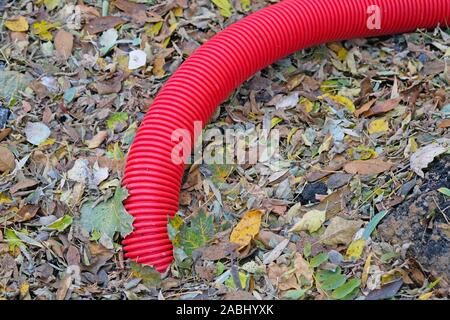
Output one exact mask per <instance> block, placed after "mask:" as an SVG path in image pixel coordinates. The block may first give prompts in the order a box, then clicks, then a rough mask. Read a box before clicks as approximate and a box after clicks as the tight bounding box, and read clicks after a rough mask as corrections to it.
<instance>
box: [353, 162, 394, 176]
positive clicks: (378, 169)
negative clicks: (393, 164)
mask: <svg viewBox="0 0 450 320" xmlns="http://www.w3.org/2000/svg"><path fill="white" fill-rule="evenodd" d="M392 165H393V164H392V163H391V162H388V161H383V160H381V159H369V160H354V161H350V162H348V163H346V164H345V165H344V170H345V171H346V172H348V173H352V174H361V175H369V174H370V175H372V174H380V173H383V172H386V171H388V170H389V169H391V167H392Z"/></svg>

------------------------------------------------

◆ What you need to do
Output the material above verbatim but exclude each picture.

◆ Result of this exercise
Output one exact mask per <instance> block, placed after "mask:" as an SVG path in image pixel coordinates. The block may first give prompts in the order a box, then clicks, then a rough mask. Read a box before clicks as approximate and a box after clicks as the tight bounding box, and read clicks after a rough mask as corrections to it.
<instance>
box: [353, 162, 394, 176]
positive clicks: (378, 169)
negative clicks: (393, 164)
mask: <svg viewBox="0 0 450 320" xmlns="http://www.w3.org/2000/svg"><path fill="white" fill-rule="evenodd" d="M392 165H393V164H392V163H391V162H388V161H383V160H381V159H369V160H354V161H350V162H348V163H346V164H345V165H344V170H345V171H346V172H348V173H352V174H361V175H369V174H370V175H372V174H380V173H383V172H386V171H388V170H389V169H391V167H392Z"/></svg>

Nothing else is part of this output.